• [EXERCISE INPUTS]:

((

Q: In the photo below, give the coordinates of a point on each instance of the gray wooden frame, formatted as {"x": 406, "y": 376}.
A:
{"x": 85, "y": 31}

))
((

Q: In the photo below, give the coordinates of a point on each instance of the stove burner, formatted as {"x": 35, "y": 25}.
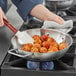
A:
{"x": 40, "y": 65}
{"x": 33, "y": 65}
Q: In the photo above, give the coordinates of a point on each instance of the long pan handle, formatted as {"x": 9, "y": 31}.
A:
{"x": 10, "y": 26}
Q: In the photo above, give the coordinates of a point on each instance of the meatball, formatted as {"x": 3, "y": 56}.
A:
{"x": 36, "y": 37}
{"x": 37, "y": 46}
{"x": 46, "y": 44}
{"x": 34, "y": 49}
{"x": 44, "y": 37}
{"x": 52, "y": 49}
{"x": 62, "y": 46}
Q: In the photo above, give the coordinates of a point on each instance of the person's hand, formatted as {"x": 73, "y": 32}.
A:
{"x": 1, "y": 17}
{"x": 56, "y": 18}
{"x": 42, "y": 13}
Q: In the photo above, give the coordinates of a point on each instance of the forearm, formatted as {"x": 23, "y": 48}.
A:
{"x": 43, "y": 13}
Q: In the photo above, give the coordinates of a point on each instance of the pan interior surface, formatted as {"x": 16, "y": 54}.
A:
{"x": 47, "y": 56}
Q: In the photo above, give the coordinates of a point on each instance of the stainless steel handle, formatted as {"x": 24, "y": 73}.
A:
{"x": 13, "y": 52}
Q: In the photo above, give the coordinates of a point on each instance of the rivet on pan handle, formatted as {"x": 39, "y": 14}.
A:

))
((

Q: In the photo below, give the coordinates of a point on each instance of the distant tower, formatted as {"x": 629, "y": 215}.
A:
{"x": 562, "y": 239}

))

• [WHAT IS NEEDED]: Please copy every line in the records that contains the string "give". Case counts, so a line matches only if its capital and lowercase letters agree with the string.

• [ANSWER TO THE PROBLEM]:
Q: In the photo below, give the coordinates of a point on each instance of the gray wooden frame, formatted as {"x": 406, "y": 376}.
Q: In the photo below, give the coordinates of a point on each instance of the stove burner, formatted as {"x": 35, "y": 25}.
Q: In the photo above, give the coordinates of a point on each instance of the long pan handle, formatted as {"x": 9, "y": 31}.
Q: In the photo above, give the coordinates of a point on each instance of the meatball, formatted as {"x": 3, "y": 56}.
Q: In the photo above, give the coordinates of a point on each instance of the person's hand, formatted as {"x": 73, "y": 32}.
Q: In the photo above, give the coordinates of a point on each instance of the forearm, formatted as {"x": 23, "y": 48}.
Q: In the photo above, give the coordinates of a point on each instance of the pan interior surface, formatted as {"x": 16, "y": 54}.
Q: In the photo above, give the coordinates of a point on each instance of the stainless steel handle, formatted as {"x": 24, "y": 73}.
Q: In the photo above, give the coordinates of a point on each instance of the rivet on pan handle, formatted as {"x": 39, "y": 14}.
Q: In the photo below, give the coordinates of a point on each instance of the distant tower, formatted as {"x": 629, "y": 215}.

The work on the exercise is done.